Consigne détaillée
Rédigez la suite du texte sur la grâce présidentielle accordée à 51 détenus, en commençant juste après sa dernière phrase.

En date du 22 février 2024, le président de la République, conformément aux prérogatives que lui confère la Loi fondamentale, a pris une mesure de grâce à l’endroit de 51 détenus. Dans les jours qui ont suivi cette mesure, les concernés ont été sortis des lieux pénitentiaires dans lesquels ils étaient et hument désormais, le vent frais et salvateur de la liberté.
Aujourd’hui, tous vaquent à leurs occupations diverses avec des écarts de langage pour certains, sur lesquels il convient de s’arrêter afin de mesurer la portée de la grâce présidentielle relativement à la responsabilité des actes commis ayant conduit les bénéficiaires en prison. Selon le droit, « la grâce présidentielle est un pouvoir dont dispose le président de la République. Ce pouvoir lui permet de décider de dispenser une personne condamnée de l’exécution de sa peine. Le président de la République peut accorder la grâce pour la totalité de la peine ou seulement pour une partie de ladite peine. Il n’est pas obligé de justifier sa décision d’accorder ou de refuser la grâce à une personne condamnée ». Dans cette même dynamique, il est important de savoir qu’à la différence de l’amnistie, la grâce n’a aucun effet sur la décision de condamnation qui figure toujours au casier judiciaire de la personne ayant bénéficié de la grâce. Au regard de ce qui précède, l’on doit savoir que, contrairement à ce que pense une certaine opinion, sortir de prison à la suite d’une grâce présidentielle, ne signifie pas que l’ancien détenu n’a pas commis l’acte pour lequel il est allé en prison ou qu’il a été blanchi.

Données fournies

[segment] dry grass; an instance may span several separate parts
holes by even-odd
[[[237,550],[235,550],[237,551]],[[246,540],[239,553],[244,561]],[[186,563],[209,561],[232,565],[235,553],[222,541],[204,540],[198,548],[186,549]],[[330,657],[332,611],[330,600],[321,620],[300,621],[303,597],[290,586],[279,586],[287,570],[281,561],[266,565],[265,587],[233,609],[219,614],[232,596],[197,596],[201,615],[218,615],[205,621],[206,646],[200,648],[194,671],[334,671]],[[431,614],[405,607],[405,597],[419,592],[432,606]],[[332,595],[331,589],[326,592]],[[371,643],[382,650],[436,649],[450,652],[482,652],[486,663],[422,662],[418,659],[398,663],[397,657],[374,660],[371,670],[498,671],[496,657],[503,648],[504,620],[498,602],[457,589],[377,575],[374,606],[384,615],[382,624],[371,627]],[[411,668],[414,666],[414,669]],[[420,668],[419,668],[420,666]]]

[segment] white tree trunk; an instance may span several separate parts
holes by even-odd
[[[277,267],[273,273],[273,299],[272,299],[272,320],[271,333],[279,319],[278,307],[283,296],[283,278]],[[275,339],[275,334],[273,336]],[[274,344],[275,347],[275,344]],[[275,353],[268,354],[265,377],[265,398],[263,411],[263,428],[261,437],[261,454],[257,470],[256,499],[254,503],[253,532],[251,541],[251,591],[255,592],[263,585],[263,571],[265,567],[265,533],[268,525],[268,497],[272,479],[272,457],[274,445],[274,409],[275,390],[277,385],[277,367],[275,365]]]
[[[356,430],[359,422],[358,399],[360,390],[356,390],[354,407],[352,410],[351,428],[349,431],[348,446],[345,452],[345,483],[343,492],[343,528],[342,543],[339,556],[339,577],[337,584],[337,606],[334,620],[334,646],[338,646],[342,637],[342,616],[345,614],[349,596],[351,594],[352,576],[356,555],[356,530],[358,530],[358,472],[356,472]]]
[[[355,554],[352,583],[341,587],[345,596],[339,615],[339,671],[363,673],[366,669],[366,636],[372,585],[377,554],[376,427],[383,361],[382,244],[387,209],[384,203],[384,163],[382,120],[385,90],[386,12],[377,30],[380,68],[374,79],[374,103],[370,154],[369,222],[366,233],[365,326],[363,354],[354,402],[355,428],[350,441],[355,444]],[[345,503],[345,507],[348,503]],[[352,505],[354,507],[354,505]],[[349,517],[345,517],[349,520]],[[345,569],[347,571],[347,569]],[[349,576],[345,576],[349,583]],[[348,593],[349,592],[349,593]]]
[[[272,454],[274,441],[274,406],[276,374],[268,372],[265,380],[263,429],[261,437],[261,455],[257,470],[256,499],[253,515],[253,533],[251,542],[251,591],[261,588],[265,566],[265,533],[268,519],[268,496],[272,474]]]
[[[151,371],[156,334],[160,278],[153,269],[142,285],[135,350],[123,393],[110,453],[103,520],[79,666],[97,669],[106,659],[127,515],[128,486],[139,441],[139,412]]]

Réponse proposée
C’est une décision souveraine du président de la République qui, conformément à la Constitution, peut décider d’accorder la grâce à qui il veut dans les limites de la loi. Dans le cas d’espèce, la dernière mesure de grâce prise par le président Alassane Ouattara se situe dans la ferveur suscitée par l’organisation de la Coupe d’Afrique des Nations 2023 au cours de laquelle les Ivoiriens ont fait montre d’une unité et d’un patriotisme à nulle autre pareille qui a permis à l’équipe nationale de remporter la coupe dans les péripéties que l’on connait tous. Alassane Ouattara a donc pris cette décision de grâce en vue d’entretenir cette flamme patriotique et cet élan de cohésion et d’union suscité par la CAN 2023. C’est en cela que les bénéficiaires de cette mesure de grâce doivent savoir raison garder. En Côte d’Ivoire, ce n’est certes, pas la première mesure de grâce présidentielle, encore moins la dernière. Mais quand l’on se réfère aux raisons qui ont conduit la plupart des bénéficiaires de cette grâce en prison, ceux-ci doivent moduler leur langage et leur attitude après leur libération. La gravité des faits pour le pays et l’attitude vis-à-vis des victimes ou leurs familles respectives doivent amener nos graciés à beaucoup plus de responsabilité. Il est vrai que les 51 bénéficiaires de la grâce présidentielle du 22 février n’ont pas la même attitude et les mêmes comportements, mais certains doivent se revoir.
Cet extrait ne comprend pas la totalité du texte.